TEXTO DE LEITURA:
================================

Mais penas, menor idade
Conheça a seguir alguns dos
principais projetos a respeito de criminalidade e segurança
pública aprovados recentemente ou ainda em debate no Congresso
Nacional:
Quadrilhas com menores – Integrantes de quadrilhas ou bandos
armados que utilizarem menores de 18 anos em ações
criminosas terão as penas dobradas. Pelo Código Penal,
formação de quadrilha estabelece reclusão
de um a três anos. Projeto aprovado na Comissão de
Constituição e Justiça (CCJ) do Senado, segue
agora para plenário.
Crime organizado – Projeto tipifica “organização
criminosa” como a associação de três
ou mais pessoas, caracterizada pela divisão de tarefas,
que busca vantagem mediante a prática de crimes como tráfico
de drogas, terrorismo, seqüestro, contrabando de armas ou
crimes contra a administração pública, entre
outros. Aprovado na CCJ do Senado, segue para votação
na Câmara.
Videoconferência – Interrogatórios e audiências
dos quais participem o juiz, o acusado preso e seu advogado poderão
ser realizados por videoconferência, sem necessidade de deslocamento
do preso. Aprovado na CCJ do Senado, segue para sanção
presidencial.
Regime diferenciado – Projeto cria o Regime Penitenciário
de Segurança Máxima (RDD Max) para presos envolvidos
com organizações criminosas. O regime disciplinar
diferenciado restringe os direitos dos presos considerados mais
perigosos. Projeto que amplia de um para dois anos (prorrogáveis)
o prazo de aplicação do RDD Max está na CCJ
da Câmara.
Fundo para as vítimas – Familiares de vítimas
da violência e agentes do poder público envolvidos
no combate à criminalidade serão auxiliados com recursos
financeiros. Fundo será composto por receitas arrecadadas
com leilão de bens apreendidos do crime organizado (75%),
arrecadação do Imposto de Renda (5%) e do Orçamento
da União (20%). A Proposta de Emenda Constitucional (PEC)
foi aprovada na CCJ do Senado e, após promulgação,
comissão especial deve ser instalada para, em 90 dias, elaborar
projeto de lei complementar que regulamentará o fundo.

================================

TAREFAS DO EXERCÍCIO:
A - De acordo com o texto, quanto tempo de reclusão o Código Penal estabelece para formação de quadrilha?
B - Liste os títulos de todos os projetos apresentados no texto.
C - Reproduza o trecho do texto que vai de "foi aprovada na" até "regulamentará o fundo.".

Registros de um conjunto de dados
================================

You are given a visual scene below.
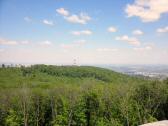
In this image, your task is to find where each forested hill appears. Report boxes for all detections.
[0,65,168,126]
[0,65,148,87]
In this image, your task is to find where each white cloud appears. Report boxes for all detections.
[72,30,93,36]
[116,35,141,46]
[56,8,91,24]
[60,40,86,49]
[108,27,117,32]
[43,19,54,26]
[132,29,144,35]
[74,40,86,45]
[40,40,52,46]
[157,26,168,33]
[64,13,91,24]
[133,46,153,51]
[56,8,69,16]
[125,0,168,22]
[0,49,5,53]
[24,17,32,22]
[0,38,18,46]
[21,40,30,45]
[96,48,118,52]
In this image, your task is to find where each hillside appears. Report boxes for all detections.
[0,65,168,126]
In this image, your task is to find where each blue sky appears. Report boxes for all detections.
[0,0,168,64]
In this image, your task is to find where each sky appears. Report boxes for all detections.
[0,0,168,65]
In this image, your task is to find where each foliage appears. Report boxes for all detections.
[0,65,168,126]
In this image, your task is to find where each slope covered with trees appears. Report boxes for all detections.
[0,65,168,126]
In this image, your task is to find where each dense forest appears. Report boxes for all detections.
[0,65,168,126]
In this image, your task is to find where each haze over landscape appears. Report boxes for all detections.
[0,0,168,126]
[0,0,168,65]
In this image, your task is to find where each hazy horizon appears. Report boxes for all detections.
[0,0,168,65]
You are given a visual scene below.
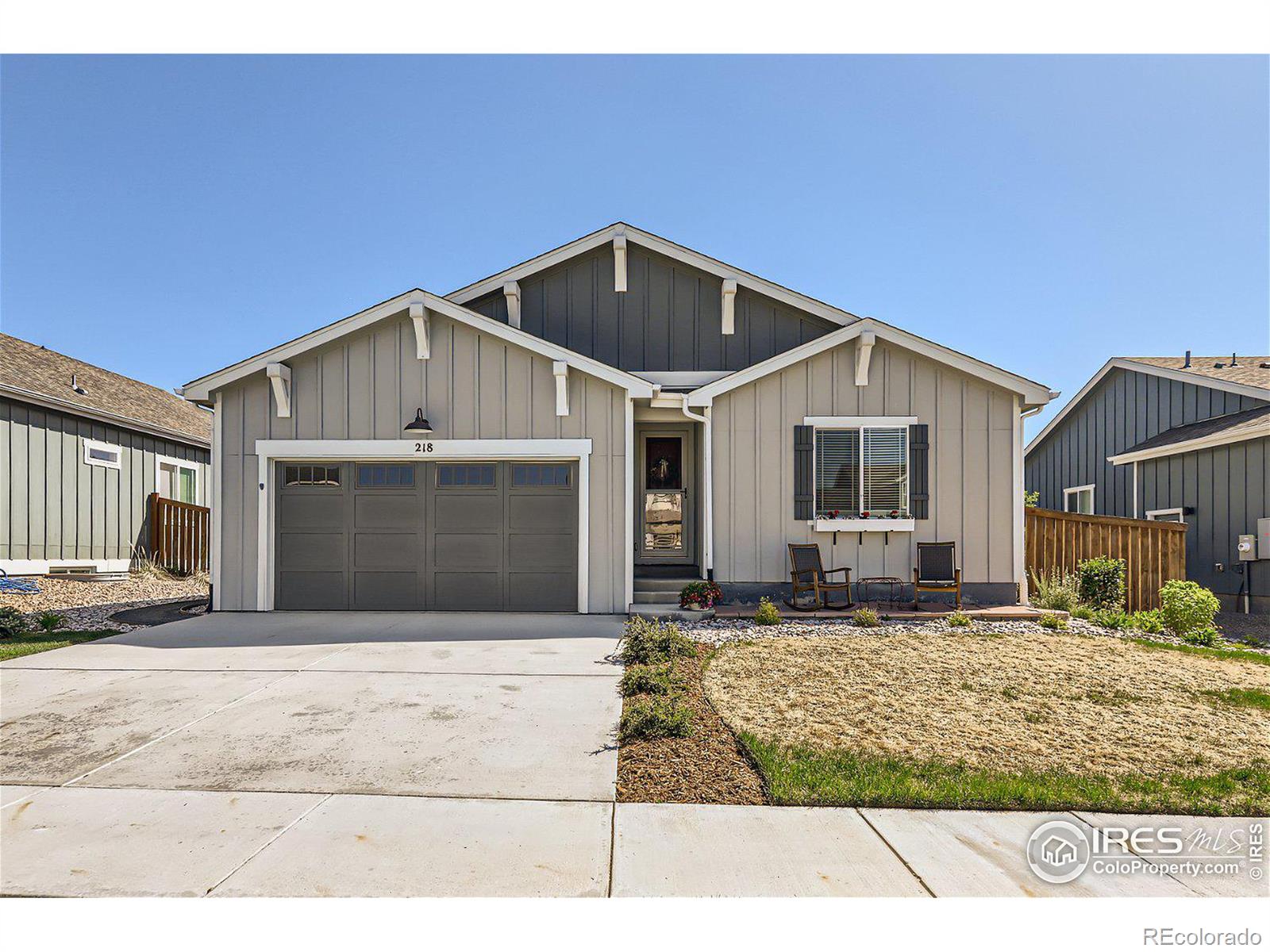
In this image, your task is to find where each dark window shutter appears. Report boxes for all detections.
[794,427,815,519]
[908,423,931,519]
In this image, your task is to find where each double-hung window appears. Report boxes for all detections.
[814,417,912,528]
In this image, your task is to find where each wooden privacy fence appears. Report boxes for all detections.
[1024,508,1186,612]
[150,493,212,575]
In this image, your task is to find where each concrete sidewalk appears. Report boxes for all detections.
[7,785,1268,897]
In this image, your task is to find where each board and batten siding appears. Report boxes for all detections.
[1024,367,1266,515]
[711,341,1021,584]
[216,313,626,612]
[0,397,210,565]
[468,243,838,372]
[1143,436,1270,611]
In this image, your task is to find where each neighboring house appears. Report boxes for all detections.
[0,334,212,575]
[1026,351,1270,611]
[183,224,1053,612]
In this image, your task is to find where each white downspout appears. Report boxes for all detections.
[679,393,714,579]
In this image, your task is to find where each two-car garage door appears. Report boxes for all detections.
[275,461,578,612]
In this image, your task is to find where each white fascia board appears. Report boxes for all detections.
[1024,357,1270,455]
[184,288,652,402]
[688,317,1054,406]
[446,222,860,325]
[1107,428,1270,466]
[0,383,212,451]
[802,416,917,429]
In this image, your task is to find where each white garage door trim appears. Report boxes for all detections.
[259,440,591,613]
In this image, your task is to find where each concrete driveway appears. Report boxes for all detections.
[0,613,621,895]
[0,613,1265,896]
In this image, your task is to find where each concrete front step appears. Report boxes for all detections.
[635,578,701,595]
[626,601,714,622]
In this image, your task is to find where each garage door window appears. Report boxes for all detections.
[282,463,339,486]
[512,465,569,489]
[357,465,414,489]
[437,465,494,489]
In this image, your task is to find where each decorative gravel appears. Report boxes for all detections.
[678,618,1270,654]
[0,573,207,631]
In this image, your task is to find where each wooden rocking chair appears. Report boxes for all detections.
[785,543,855,612]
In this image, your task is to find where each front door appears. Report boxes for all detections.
[637,427,695,565]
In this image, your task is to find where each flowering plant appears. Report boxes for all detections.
[679,582,722,611]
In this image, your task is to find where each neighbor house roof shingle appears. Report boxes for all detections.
[1120,354,1270,390]
[0,334,212,446]
[1116,404,1270,457]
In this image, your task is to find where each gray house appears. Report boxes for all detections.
[1026,351,1270,612]
[183,224,1053,612]
[0,334,212,575]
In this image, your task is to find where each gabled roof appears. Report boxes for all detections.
[1024,357,1270,455]
[1107,404,1270,466]
[688,317,1058,409]
[0,334,212,447]
[446,221,860,325]
[182,288,652,402]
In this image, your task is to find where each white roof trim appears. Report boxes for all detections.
[1107,427,1270,466]
[1024,357,1270,455]
[688,317,1058,406]
[182,288,652,401]
[446,222,860,325]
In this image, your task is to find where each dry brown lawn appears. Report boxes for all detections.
[705,628,1270,776]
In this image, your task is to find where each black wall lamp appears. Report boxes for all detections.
[404,406,432,433]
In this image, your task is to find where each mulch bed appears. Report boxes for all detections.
[618,646,771,804]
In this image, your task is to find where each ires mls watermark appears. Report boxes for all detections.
[1027,819,1266,885]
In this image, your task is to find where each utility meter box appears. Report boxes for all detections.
[1237,536,1257,562]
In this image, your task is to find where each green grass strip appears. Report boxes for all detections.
[0,630,119,662]
[741,734,1270,816]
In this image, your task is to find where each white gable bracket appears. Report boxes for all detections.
[264,363,291,416]
[614,235,626,292]
[856,330,878,387]
[410,301,432,360]
[551,360,569,416]
[503,281,521,328]
[722,278,737,334]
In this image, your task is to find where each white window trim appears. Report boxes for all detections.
[155,455,207,505]
[802,416,917,532]
[84,436,123,470]
[1063,482,1097,516]
[256,440,594,614]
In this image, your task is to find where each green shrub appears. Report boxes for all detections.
[1090,608,1129,631]
[1129,608,1164,635]
[851,608,881,628]
[618,662,677,697]
[0,605,30,639]
[1077,556,1124,609]
[618,697,692,743]
[679,582,722,608]
[754,595,781,624]
[36,612,66,635]
[1030,567,1081,612]
[1160,579,1222,645]
[1177,624,1222,647]
[620,616,696,665]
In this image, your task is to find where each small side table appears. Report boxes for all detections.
[856,575,904,608]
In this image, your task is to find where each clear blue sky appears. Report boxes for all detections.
[0,56,1270,434]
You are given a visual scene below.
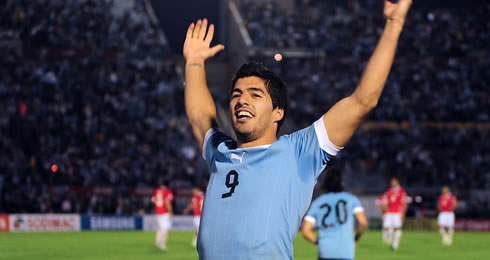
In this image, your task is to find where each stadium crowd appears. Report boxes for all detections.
[0,0,490,217]
[0,0,200,214]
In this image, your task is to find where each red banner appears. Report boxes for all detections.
[454,219,490,232]
[0,214,10,232]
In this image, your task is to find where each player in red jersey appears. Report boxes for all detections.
[437,186,458,246]
[383,177,407,250]
[375,193,390,244]
[151,181,174,250]
[184,187,204,247]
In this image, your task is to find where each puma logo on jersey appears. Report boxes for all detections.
[231,152,245,164]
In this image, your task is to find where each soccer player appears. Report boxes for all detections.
[374,193,390,244]
[183,0,412,260]
[151,181,173,250]
[383,177,407,251]
[301,168,367,260]
[437,186,458,246]
[184,186,204,247]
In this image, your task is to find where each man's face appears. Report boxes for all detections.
[442,186,449,194]
[230,76,282,142]
[391,178,400,188]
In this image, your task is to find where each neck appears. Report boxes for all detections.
[237,135,277,148]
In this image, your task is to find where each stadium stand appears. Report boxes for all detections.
[0,0,490,218]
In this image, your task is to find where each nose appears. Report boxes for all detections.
[237,93,248,106]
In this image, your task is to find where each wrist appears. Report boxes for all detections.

================================

RESPOSTAS ESPERADAS:
A - De um a três anos.

B - Quadrilhas com menores; Crime organizado; Videoconferência; Regime diferenciado; Fundo para as vítimas.

C -
foi aprovada na CCJ do Senado e, após promulgação,
comissão especial deve ser instalada para, em 90 dias, elaborar
projeto de lei complementar que regulamentará o fundo.